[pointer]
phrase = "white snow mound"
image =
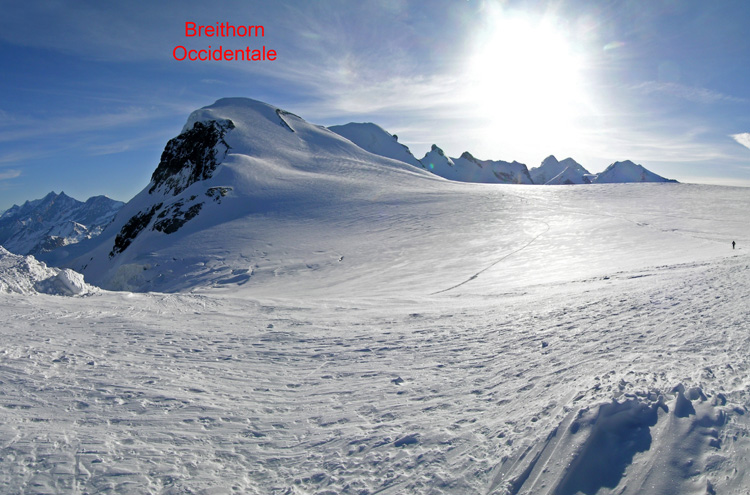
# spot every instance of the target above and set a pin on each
(26, 275)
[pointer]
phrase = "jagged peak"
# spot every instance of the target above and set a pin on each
(550, 159)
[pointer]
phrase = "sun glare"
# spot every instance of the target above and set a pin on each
(525, 79)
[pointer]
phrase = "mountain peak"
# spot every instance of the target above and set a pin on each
(628, 171)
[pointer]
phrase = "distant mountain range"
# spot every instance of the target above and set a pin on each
(467, 168)
(54, 221)
(254, 158)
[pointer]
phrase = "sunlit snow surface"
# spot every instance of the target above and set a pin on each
(465, 339)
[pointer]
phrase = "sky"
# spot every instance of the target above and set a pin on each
(90, 91)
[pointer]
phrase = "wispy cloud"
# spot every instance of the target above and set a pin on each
(32, 128)
(742, 138)
(689, 93)
(9, 174)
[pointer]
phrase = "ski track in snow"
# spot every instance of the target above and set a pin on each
(151, 393)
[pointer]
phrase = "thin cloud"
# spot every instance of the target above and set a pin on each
(9, 174)
(689, 93)
(742, 138)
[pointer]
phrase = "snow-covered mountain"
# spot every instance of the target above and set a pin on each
(56, 220)
(552, 171)
(373, 138)
(467, 168)
(235, 165)
(26, 275)
(627, 171)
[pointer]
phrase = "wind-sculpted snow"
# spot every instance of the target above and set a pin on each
(26, 275)
(637, 383)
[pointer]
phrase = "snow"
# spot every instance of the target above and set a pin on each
(582, 360)
(628, 171)
(26, 275)
(57, 220)
(467, 168)
(376, 140)
(345, 323)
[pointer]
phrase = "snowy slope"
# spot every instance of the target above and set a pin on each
(570, 175)
(54, 221)
(551, 169)
(473, 339)
(627, 171)
(25, 275)
(237, 164)
(467, 168)
(376, 140)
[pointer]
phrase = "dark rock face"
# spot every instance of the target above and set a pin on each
(174, 217)
(132, 228)
(190, 157)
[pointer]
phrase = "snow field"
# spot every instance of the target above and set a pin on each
(502, 340)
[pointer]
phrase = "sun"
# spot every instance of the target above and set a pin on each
(524, 76)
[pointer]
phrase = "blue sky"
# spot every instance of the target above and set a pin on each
(90, 92)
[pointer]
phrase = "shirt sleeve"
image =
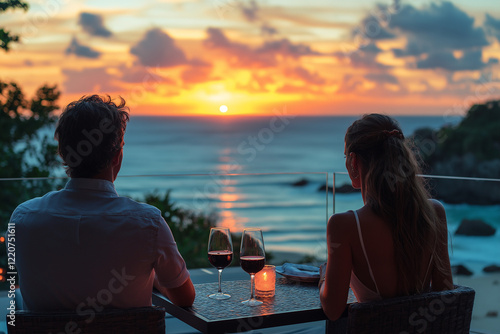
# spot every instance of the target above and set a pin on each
(170, 267)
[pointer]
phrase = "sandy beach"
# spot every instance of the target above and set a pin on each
(486, 312)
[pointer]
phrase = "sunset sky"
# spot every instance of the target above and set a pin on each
(310, 57)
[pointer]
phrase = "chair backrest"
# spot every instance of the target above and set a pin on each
(440, 312)
(132, 320)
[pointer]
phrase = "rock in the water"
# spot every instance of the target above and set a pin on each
(491, 269)
(343, 189)
(346, 188)
(492, 314)
(301, 183)
(461, 270)
(323, 188)
(475, 227)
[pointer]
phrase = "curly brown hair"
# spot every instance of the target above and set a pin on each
(90, 132)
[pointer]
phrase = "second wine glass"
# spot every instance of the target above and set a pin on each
(252, 258)
(220, 254)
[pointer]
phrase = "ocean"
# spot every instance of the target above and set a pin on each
(243, 170)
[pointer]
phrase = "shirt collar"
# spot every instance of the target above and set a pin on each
(91, 184)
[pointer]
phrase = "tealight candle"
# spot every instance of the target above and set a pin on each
(265, 281)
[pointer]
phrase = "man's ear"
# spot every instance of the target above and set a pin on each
(354, 161)
(116, 158)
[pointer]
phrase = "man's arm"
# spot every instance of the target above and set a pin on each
(182, 296)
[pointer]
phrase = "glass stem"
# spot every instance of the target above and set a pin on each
(252, 277)
(220, 274)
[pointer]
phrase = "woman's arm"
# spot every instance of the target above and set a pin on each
(335, 289)
(441, 277)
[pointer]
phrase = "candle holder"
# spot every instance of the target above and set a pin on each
(265, 282)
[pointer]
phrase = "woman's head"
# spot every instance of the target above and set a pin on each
(375, 148)
(382, 164)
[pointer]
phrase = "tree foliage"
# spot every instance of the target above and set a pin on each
(5, 36)
(25, 150)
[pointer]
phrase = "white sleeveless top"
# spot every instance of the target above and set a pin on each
(361, 291)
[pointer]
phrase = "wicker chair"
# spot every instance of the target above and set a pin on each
(434, 312)
(129, 321)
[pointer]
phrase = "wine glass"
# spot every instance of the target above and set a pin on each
(252, 258)
(220, 254)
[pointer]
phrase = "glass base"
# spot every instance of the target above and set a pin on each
(219, 296)
(252, 302)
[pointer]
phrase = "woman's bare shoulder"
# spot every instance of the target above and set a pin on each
(341, 222)
(439, 208)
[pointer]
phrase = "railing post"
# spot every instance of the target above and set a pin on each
(333, 192)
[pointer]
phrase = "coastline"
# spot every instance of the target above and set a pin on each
(487, 300)
(486, 285)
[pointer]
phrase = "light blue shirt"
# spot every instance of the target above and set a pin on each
(84, 248)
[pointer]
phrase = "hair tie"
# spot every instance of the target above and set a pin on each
(393, 133)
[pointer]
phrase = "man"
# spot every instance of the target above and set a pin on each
(84, 247)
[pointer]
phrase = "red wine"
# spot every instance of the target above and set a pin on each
(220, 259)
(252, 264)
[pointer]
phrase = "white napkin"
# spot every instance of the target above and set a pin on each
(302, 270)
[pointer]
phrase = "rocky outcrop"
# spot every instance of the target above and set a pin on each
(343, 189)
(301, 183)
(461, 270)
(466, 191)
(492, 269)
(475, 227)
(469, 149)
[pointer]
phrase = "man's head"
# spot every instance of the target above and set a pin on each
(90, 134)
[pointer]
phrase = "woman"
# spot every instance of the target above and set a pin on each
(396, 244)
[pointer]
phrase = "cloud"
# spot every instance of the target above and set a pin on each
(264, 56)
(306, 76)
(249, 10)
(372, 29)
(81, 50)
(437, 27)
(382, 78)
(364, 57)
(293, 89)
(286, 48)
(199, 71)
(89, 80)
(158, 49)
(236, 53)
(492, 26)
(471, 60)
(93, 24)
(268, 30)
(144, 75)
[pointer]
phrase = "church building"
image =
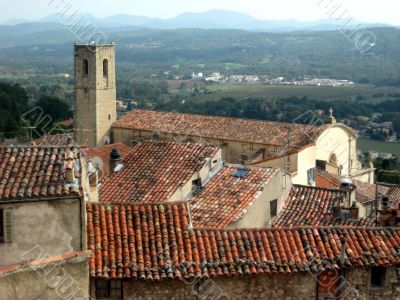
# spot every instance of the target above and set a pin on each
(298, 149)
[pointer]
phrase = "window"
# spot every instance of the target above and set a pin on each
(378, 277)
(108, 289)
(85, 67)
(105, 68)
(368, 209)
(311, 176)
(273, 208)
(6, 225)
(196, 186)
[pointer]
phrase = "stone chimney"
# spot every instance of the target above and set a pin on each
(69, 165)
(115, 159)
(331, 119)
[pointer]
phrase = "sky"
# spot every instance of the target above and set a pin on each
(383, 11)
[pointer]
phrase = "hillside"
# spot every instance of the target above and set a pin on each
(146, 53)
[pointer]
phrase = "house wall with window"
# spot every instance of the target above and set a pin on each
(302, 286)
(55, 226)
(274, 194)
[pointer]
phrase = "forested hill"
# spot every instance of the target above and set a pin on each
(144, 53)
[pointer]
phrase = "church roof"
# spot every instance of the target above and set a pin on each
(307, 205)
(154, 170)
(155, 241)
(31, 172)
(223, 128)
(228, 195)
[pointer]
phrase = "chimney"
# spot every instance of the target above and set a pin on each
(342, 250)
(69, 166)
(115, 159)
(347, 185)
(354, 211)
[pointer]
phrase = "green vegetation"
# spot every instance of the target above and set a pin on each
(17, 112)
(366, 145)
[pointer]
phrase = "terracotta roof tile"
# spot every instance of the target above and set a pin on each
(153, 242)
(307, 205)
(226, 197)
(394, 196)
(33, 172)
(103, 152)
(365, 192)
(154, 171)
(223, 128)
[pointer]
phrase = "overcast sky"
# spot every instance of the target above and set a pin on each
(384, 11)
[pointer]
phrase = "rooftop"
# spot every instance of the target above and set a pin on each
(38, 172)
(103, 152)
(307, 205)
(365, 192)
(154, 171)
(223, 128)
(226, 198)
(153, 242)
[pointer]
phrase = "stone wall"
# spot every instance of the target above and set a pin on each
(95, 95)
(68, 280)
(54, 225)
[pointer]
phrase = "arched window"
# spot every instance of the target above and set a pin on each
(85, 67)
(333, 159)
(105, 67)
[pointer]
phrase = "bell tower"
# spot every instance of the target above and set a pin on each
(95, 94)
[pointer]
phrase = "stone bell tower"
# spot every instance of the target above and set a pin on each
(95, 94)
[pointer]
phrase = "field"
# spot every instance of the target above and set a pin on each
(248, 90)
(367, 144)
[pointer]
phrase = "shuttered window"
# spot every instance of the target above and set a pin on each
(6, 225)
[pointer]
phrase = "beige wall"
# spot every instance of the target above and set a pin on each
(258, 214)
(339, 141)
(95, 95)
(53, 225)
(185, 192)
(68, 280)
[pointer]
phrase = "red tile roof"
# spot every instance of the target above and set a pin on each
(44, 261)
(307, 205)
(365, 192)
(223, 128)
(103, 152)
(152, 242)
(226, 198)
(62, 139)
(394, 196)
(154, 171)
(37, 172)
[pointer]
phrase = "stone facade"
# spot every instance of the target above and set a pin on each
(65, 280)
(55, 225)
(95, 94)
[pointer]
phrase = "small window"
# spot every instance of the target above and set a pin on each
(273, 208)
(108, 289)
(6, 225)
(85, 67)
(311, 176)
(378, 277)
(105, 68)
(196, 186)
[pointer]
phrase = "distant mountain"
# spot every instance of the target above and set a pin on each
(213, 19)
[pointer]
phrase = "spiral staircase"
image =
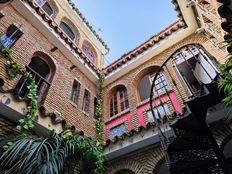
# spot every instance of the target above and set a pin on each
(191, 149)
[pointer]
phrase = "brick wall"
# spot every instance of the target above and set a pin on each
(140, 162)
(131, 79)
(58, 96)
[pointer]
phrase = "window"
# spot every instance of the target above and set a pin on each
(88, 53)
(43, 75)
(162, 109)
(119, 101)
(160, 84)
(10, 37)
(46, 7)
(86, 101)
(95, 106)
(118, 130)
(67, 30)
(75, 92)
(193, 67)
(144, 86)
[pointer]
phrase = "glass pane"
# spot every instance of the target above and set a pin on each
(40, 2)
(117, 130)
(144, 88)
(67, 30)
(48, 9)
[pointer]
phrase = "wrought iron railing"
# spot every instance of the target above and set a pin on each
(196, 64)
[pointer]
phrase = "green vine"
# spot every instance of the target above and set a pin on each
(99, 122)
(225, 83)
(13, 69)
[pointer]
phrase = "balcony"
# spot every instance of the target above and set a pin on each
(190, 135)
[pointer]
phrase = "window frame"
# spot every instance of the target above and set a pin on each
(70, 30)
(77, 90)
(86, 101)
(156, 109)
(42, 4)
(89, 53)
(12, 31)
(118, 100)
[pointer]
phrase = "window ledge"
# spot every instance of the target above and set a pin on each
(116, 116)
(85, 113)
(147, 100)
(72, 103)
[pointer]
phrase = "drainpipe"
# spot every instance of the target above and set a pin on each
(4, 3)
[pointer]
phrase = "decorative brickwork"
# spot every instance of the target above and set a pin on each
(140, 162)
(31, 42)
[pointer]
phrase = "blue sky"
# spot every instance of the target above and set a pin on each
(125, 24)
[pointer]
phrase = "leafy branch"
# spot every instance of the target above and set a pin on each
(99, 123)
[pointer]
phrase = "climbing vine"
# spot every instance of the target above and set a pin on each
(99, 122)
(91, 150)
(13, 69)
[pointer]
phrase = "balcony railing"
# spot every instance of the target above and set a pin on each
(190, 70)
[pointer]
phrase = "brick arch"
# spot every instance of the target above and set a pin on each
(108, 94)
(154, 161)
(127, 164)
(139, 75)
(73, 27)
(50, 62)
(91, 47)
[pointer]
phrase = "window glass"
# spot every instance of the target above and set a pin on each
(144, 88)
(119, 101)
(160, 84)
(10, 37)
(75, 92)
(159, 111)
(88, 53)
(67, 30)
(86, 100)
(48, 9)
(118, 130)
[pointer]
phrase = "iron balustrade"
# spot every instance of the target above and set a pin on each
(193, 57)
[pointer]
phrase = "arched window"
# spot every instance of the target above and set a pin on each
(89, 51)
(118, 101)
(68, 30)
(46, 7)
(194, 67)
(144, 86)
(42, 72)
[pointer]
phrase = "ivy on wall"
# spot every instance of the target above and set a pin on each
(89, 150)
(99, 122)
(13, 69)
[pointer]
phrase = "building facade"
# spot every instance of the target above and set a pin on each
(55, 43)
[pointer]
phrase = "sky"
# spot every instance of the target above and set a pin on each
(125, 24)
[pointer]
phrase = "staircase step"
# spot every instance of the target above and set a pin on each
(190, 123)
(185, 166)
(179, 144)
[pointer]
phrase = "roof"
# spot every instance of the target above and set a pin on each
(87, 23)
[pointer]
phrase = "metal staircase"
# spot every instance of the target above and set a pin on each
(190, 148)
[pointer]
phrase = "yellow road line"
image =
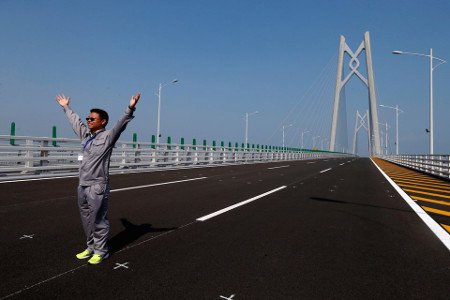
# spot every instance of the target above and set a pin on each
(425, 193)
(446, 227)
(417, 178)
(436, 211)
(422, 188)
(445, 187)
(430, 200)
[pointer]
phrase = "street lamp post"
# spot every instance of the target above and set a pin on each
(303, 133)
(441, 61)
(397, 113)
(246, 125)
(284, 127)
(314, 140)
(161, 85)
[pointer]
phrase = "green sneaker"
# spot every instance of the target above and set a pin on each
(85, 254)
(97, 258)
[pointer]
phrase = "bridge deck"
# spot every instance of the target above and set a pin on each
(329, 229)
(431, 194)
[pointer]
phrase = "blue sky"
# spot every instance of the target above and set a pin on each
(231, 57)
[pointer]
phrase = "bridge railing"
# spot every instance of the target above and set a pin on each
(437, 165)
(29, 157)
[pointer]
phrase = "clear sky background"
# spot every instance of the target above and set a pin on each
(230, 57)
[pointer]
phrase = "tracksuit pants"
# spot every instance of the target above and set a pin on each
(93, 205)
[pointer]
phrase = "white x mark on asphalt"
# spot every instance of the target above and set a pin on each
(27, 236)
(124, 265)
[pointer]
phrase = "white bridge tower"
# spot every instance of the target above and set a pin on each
(374, 134)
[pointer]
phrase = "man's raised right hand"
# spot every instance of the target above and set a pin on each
(63, 100)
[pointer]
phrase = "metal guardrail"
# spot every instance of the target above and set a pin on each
(30, 157)
(436, 165)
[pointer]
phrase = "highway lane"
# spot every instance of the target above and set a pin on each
(48, 210)
(344, 229)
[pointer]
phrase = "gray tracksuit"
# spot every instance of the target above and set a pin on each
(93, 189)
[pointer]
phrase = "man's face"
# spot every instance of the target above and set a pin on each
(95, 122)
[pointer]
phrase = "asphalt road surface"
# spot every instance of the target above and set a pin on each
(323, 229)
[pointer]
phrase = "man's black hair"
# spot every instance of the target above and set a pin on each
(103, 114)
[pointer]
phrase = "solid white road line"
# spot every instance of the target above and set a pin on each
(36, 179)
(155, 184)
(219, 212)
(435, 228)
(278, 167)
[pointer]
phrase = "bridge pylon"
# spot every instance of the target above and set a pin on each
(354, 63)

════════════════

**WRITTEN TASK**
Find each line in the items above that contains the word "white", and copy those lines.

**EXERCISE ANSWER**
phrase = "white snow mound"
phrase = "white sleeveless top"
phrase = "white napkin"
phrase = "white x mark on asphalt"
phrase = "white bridge tower"
phrase = "solid white road line"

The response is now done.